• [PROBLEMS TO SOLVE]:
[A] Reproduce word for word the part of the passage on EPA's PFAS reporting rule below, starting at "The Environmental Protection" and ending at "November 13, 2023.".
[B] Write the next part of the passage on EPA's PFAS reporting rule below, beginning after its last sentence.

• [EXCERPT TO READ]:
The Environmental Protection Agency (EPA) today published in the Federal Register its final rule establishing reporting and recordkeeping requirements for per- and polyfluoroalkyl substances (PFAS) under the Toxic Substances Control Act (TSCA), triggering an effective date of November 13, 2023.
Entities that manufacture (including import) or have manufactured PFAS in any year since January 1, 2011, have 18 months following the effective date of this rule (24 months for small article importers) to submit information to EPA regarding PFAS uses, production volumes, byproducts, disposal, exposures, and existing information on environmental or health effects. This is a one-time reporting requirement that covers 12 calendar years. Records that document any information reported to EPA must be maintained for five years.
The scope of this PFAS reporting rule is broad. EPA expanded its definition of PFAS subject to the rule (which covers 1,462 known TSCA chemical substances), there is no de minimis volume threshold, and the rule lacks typical TSCA exemptions, such as for research and development, byproducts, and impurities.
Furthermore, and despite commentors’ opposition, EPA finalized the requirement to include PFAS-containing articles (which are manufactured goods or finished products, either imported or domestically produced), but clarified that reporting is only required to the extent that the manufacturer (including importer) of PFAS within articles knows or can reasonably ascertain the requested information.

• [DATASET EXTRACT]:
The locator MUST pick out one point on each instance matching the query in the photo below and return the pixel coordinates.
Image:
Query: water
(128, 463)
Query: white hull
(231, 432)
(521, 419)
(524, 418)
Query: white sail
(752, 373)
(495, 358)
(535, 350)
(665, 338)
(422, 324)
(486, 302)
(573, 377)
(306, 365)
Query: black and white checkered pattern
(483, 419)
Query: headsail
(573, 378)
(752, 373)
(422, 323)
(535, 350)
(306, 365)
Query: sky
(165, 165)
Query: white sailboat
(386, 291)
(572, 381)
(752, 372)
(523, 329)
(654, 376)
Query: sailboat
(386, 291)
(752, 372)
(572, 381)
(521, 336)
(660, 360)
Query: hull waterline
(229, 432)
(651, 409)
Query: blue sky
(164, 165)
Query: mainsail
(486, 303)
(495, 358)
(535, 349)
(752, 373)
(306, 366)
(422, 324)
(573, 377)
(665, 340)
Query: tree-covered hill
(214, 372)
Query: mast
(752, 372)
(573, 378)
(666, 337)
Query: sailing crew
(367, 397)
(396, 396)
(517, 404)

* * *

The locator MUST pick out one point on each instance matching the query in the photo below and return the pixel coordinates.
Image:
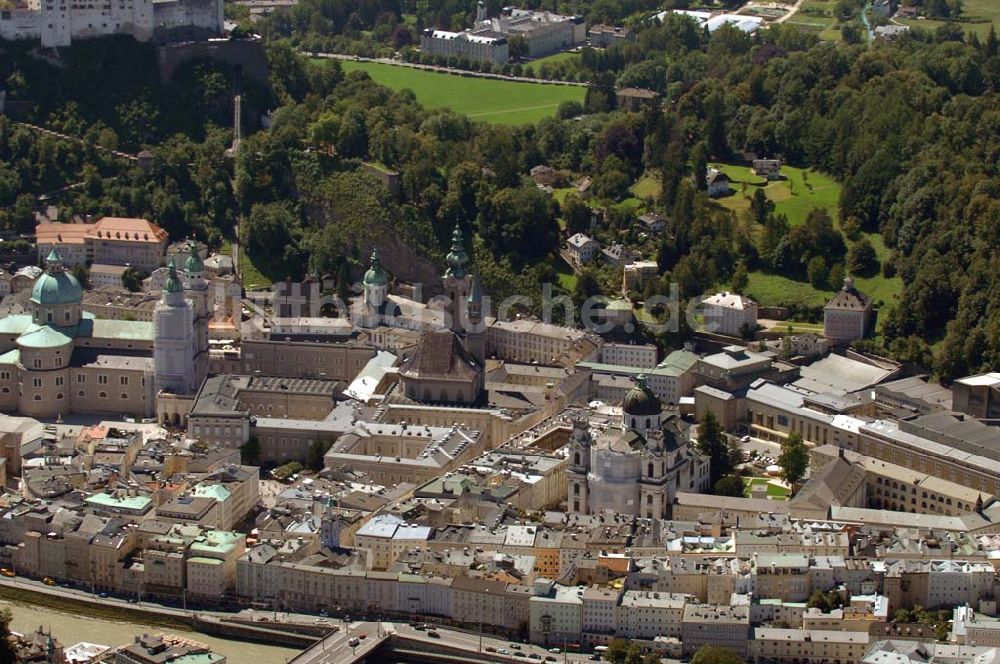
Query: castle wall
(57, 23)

---

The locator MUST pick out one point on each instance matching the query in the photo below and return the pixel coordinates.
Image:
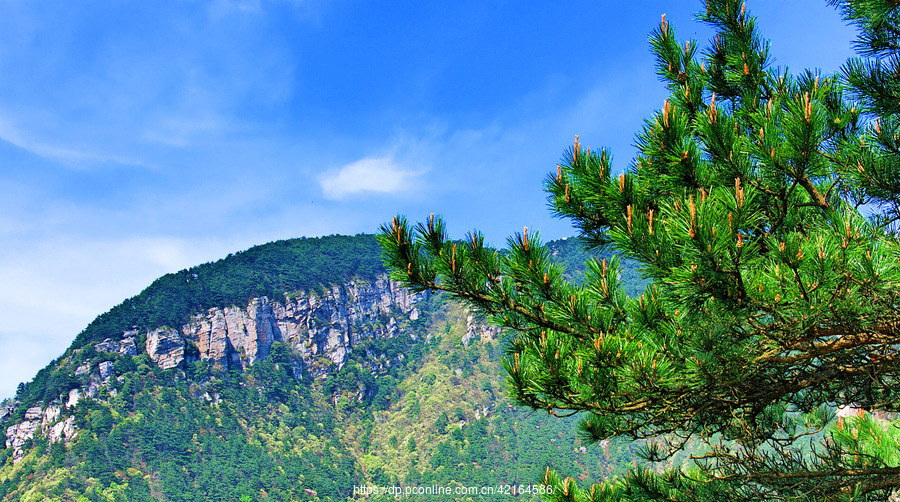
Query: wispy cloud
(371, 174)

• [ANSWERS FOR THIS EXERCISE]:
[A]
The Environmental Protection Agency (EPA) today published in the Federal Register its final rule establishing reporting and recordkeeping requirements for per- and polyfluoroalkyl substances (PFAS) under the Toxic Substances Control Act (TSCA), triggering an effective date of November 13, 2023.

[B]
Importantly, EPA further clarified that “entities who solely process, distribute, and/or use PFAS, and do not manufacture (including import) PFAS for a commercial purpose, are not required to report under this rule.” In other words, if a product manufacturer does not manufacture (including import) the PFAS itself, but only uses it (including as part of an article or other product), the product manufacturer wouldn’t be required to report under this rule.
For those who are subject to the rule, it is likely that the required information has not been maintained in the ordinary course of business, particularly given that most PFAS in the supply chain were not reported until recently. However, EPA set a due diligence standard of “information known to or reasonably ascertainable by the manufacturer,” which is the standard used in other TSCA section 8 rules. If, after reviewing known or reasonably ascertainable existing information, a manufacturer does not have knowledge that they have manufactured or imported PFAS, that entity need not report. While not required, EPA does encourage such an entity to document its due diligence.